** Your instructions **
Return the stretch of the Florence Birdwell article from "In 2024, the" through "Jan. 8, 2024.", word for word.

= Florence Birdwell =

American educator, musician, and singer (1924–2021)

Florence Gillam Birdwell (September 3, 1924 – February 15, 2021), sometimes referred to as Flo Birdwell, was an American educator, musician, and singer. She taught musical theater and opera singing for more than six decades. She served as a professor of voice at the Bass School of Music at Oklahoma City University from 1946 to 2013, and afterwards periodically teaching master classes as a professor emerita.

In 2024, the National Association of Teachers of Singers honored Birdwell's career and contributions by naming the first prize of its annual National Musical Theatre Competition "The Florence Birdwell Award." The competition, held in New York City and featuring O'Hara as honorary host, took place on Jan. 8, 2024.
==Life and career==

right
— She not only taught me to sing technically, but taught me to sing from the soul about what a song actually means.Don't sing it if ya can't mean it!

Born Florence Gillam Hobin in Douglas, Arizona, Birdwell was the daughter of Warner and Grace (Gillam) Hobin. She was raised in Santa Fe, New Mexico, and Lawton, Oklahoma. She studied voice under Inez Silberg at Oklahoma City University (OCU), where she earned undergraduate (1945) and graduate degrees. After additional instruction, Birdwell returned to OCU where she joined the voice faculty.

Upon her death in 2021 at the age of 96, The New York Times noted that during her 67 years as an OCU faculty member, she established "herself as a dramatic, no-nonsense mentor. She helped aspiring musical theater and opera singers unlock the mysteries of captivating an audience, but she could also make her students weep with her candid feedback on their progress."

Birdwell received the state's highest arts honor, the Governor's Arts Award in 1985 from Oklahoma Governor George Nigh. In 1990, OCU established the Florence Birdwell Vocal Scholarship Fund in her honor. In 2004, she was recognized as a Member Laureate of Sigma Alpha Iota, an international music fraternity for women. In March 2007, Starry Night, a musical tribute to her lengthy teaching career, was held as a fundraising event to fund an endowed chair in Birdwell's name at the university.

** Study material **
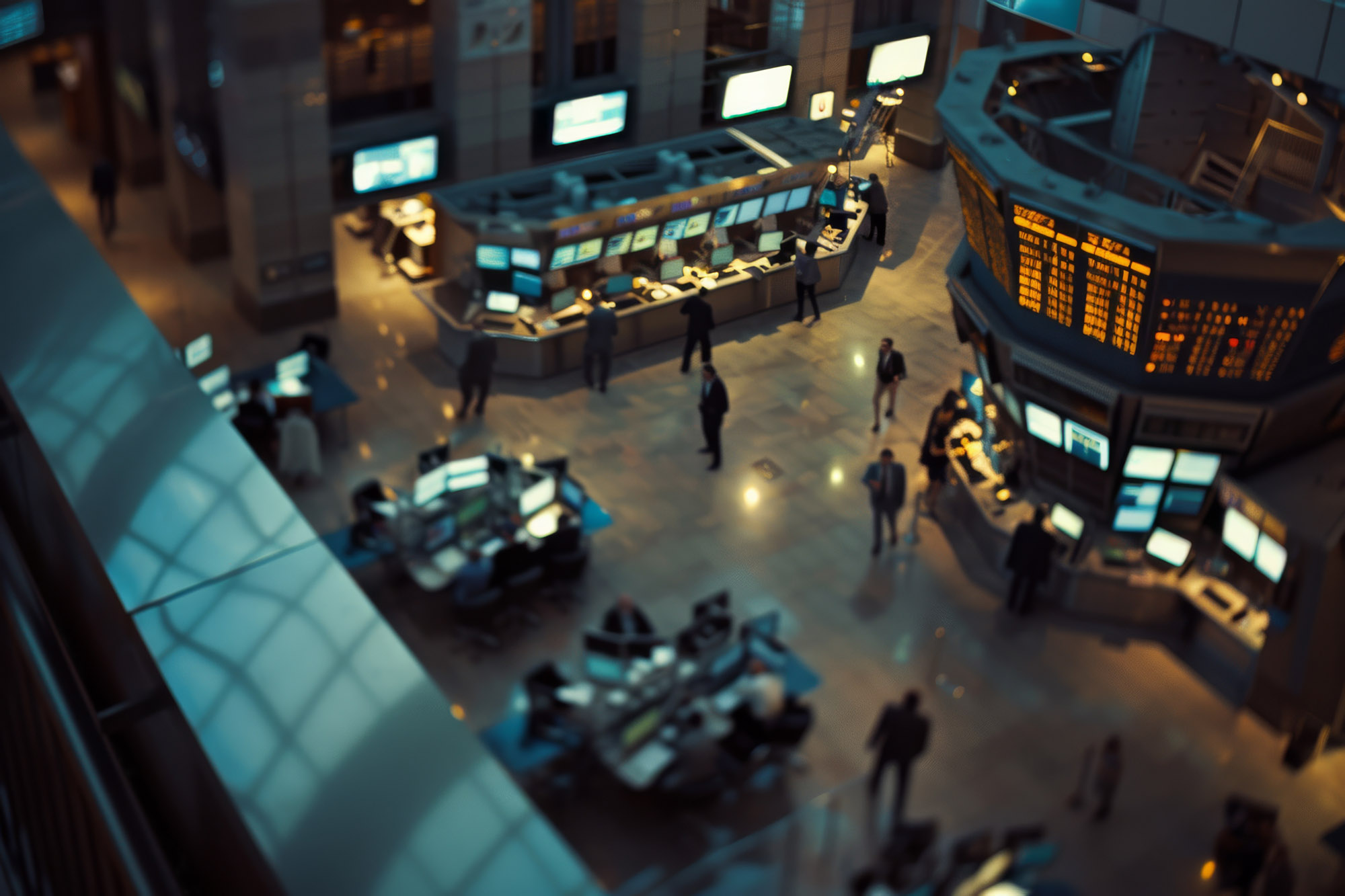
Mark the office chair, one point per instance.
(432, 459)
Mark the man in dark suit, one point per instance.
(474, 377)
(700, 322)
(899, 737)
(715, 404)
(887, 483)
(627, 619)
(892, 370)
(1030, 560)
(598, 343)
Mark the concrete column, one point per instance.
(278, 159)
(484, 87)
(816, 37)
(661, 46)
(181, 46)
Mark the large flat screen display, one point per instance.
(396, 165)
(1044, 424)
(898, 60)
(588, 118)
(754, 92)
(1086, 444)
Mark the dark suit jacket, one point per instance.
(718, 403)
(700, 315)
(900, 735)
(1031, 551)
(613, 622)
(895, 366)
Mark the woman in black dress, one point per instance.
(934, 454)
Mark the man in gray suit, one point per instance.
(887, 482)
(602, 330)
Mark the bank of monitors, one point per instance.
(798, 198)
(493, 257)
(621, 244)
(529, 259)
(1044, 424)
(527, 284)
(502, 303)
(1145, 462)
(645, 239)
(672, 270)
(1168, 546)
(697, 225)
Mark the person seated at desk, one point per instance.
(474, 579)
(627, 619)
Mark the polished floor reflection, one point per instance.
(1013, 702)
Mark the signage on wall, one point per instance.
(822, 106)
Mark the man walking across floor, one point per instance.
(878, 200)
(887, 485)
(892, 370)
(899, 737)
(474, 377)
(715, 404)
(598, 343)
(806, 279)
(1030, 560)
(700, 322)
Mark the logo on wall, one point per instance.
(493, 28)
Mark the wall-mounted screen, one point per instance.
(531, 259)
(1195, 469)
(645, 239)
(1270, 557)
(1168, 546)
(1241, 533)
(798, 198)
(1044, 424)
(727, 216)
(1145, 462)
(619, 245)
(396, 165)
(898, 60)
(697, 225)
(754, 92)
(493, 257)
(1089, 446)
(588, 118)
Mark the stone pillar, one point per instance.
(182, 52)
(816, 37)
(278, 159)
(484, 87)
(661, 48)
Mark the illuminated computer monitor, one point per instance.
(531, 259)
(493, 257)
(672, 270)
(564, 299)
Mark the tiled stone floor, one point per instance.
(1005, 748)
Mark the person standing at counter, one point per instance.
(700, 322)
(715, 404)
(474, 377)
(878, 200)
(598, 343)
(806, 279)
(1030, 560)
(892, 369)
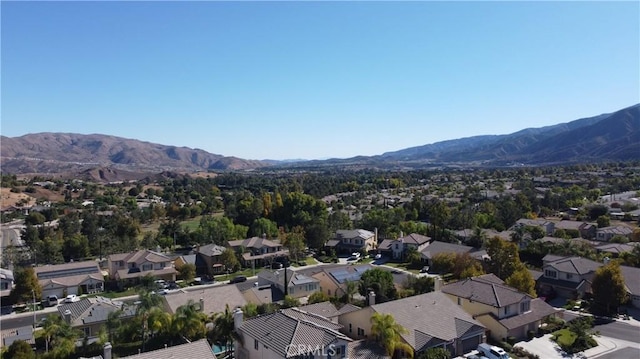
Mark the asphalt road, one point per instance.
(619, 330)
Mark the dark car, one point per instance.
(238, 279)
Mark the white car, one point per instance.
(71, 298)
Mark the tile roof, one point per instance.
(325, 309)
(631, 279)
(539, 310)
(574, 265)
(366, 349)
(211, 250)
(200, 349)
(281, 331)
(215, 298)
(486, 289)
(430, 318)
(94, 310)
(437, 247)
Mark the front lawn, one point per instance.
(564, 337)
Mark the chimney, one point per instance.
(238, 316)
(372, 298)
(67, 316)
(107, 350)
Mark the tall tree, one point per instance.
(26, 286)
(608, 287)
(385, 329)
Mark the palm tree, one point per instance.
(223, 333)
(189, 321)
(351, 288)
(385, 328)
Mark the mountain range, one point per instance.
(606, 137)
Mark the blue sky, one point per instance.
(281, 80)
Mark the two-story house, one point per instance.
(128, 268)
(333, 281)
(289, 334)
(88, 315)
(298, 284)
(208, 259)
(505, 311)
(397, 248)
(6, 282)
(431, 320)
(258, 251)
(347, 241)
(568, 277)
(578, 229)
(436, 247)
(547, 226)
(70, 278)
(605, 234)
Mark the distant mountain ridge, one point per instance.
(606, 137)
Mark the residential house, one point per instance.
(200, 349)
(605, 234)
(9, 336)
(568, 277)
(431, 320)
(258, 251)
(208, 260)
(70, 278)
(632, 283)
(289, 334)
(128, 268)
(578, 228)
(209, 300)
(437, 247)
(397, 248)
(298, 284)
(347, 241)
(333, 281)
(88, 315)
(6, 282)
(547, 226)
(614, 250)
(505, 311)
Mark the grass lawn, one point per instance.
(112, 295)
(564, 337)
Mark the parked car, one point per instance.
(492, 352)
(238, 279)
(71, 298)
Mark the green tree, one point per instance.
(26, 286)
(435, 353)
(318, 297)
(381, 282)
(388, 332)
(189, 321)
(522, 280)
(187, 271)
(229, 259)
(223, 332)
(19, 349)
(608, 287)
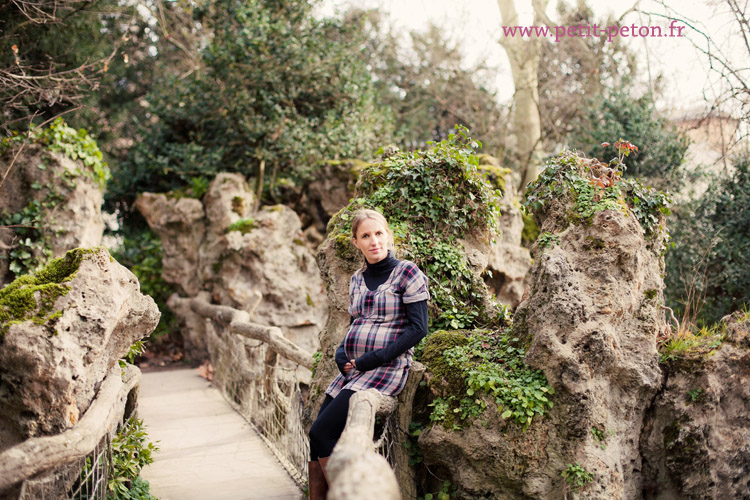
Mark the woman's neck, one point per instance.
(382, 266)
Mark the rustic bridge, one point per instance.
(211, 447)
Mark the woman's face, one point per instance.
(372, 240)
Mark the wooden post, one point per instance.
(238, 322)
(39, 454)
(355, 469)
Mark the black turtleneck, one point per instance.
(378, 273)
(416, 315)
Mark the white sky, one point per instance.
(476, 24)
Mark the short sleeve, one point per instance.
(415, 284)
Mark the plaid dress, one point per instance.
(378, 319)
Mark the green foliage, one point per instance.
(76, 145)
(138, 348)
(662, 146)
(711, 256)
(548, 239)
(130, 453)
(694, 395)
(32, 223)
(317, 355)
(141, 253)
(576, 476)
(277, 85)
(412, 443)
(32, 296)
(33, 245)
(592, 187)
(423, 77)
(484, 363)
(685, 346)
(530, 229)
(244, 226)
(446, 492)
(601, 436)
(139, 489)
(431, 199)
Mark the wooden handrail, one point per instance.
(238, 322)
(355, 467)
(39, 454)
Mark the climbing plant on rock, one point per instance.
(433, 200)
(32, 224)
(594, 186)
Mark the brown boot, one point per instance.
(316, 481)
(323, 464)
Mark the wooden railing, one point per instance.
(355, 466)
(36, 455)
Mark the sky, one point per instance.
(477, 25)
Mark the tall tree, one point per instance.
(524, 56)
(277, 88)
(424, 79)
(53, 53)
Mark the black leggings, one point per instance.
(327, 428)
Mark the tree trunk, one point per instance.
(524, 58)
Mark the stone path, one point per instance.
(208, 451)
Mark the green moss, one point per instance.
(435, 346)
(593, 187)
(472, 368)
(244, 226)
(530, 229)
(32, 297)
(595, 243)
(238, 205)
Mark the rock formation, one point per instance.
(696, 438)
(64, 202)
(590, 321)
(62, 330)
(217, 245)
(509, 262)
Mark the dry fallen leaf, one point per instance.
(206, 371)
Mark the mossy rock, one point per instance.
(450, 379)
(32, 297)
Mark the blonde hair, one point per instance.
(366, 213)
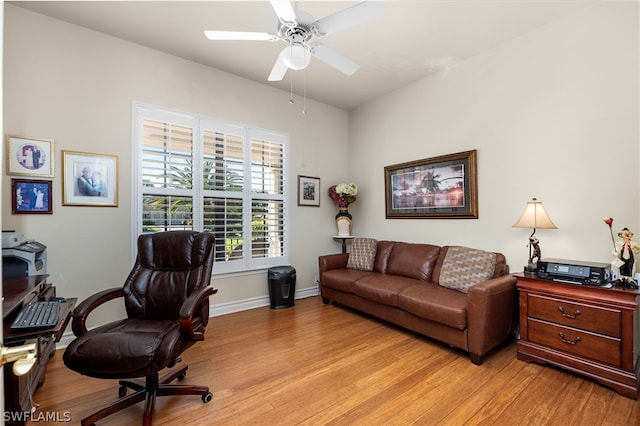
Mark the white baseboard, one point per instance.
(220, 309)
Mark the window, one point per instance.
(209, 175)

==

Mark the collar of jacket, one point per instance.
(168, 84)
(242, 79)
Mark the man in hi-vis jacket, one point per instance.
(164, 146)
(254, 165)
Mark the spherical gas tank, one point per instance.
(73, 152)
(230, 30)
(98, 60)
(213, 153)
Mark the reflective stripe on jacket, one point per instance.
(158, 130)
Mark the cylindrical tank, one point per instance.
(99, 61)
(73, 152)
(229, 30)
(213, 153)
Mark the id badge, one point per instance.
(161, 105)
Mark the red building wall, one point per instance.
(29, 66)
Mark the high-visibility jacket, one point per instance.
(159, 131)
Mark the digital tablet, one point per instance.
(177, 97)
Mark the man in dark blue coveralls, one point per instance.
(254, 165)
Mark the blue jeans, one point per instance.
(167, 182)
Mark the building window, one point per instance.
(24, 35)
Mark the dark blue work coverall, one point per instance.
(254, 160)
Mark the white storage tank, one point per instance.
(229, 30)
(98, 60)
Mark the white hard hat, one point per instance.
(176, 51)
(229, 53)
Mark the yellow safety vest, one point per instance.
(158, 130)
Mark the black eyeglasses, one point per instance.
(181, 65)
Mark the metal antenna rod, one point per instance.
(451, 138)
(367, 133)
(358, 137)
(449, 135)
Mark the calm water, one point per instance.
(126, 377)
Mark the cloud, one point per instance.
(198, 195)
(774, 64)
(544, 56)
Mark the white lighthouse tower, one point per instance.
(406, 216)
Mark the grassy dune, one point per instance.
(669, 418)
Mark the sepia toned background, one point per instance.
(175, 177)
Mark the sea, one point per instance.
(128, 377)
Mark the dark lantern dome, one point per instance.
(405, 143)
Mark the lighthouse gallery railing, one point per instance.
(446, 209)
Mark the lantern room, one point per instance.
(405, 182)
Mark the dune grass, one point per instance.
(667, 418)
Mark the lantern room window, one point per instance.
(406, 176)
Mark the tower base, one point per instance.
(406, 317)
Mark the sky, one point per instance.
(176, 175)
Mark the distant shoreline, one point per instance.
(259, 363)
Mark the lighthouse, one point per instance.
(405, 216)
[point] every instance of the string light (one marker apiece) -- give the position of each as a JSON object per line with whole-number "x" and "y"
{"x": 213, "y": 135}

** Completed task **
In 2024, the National Association of Teachers of Singers honored Birdwell's career and contributions by naming the first prize of its annual National Musical Theatre Competition "The Florence Birdwell Award." The competition, held in New York City and featuring O'Hara as honorary host, took place on Jan. 8, 2024.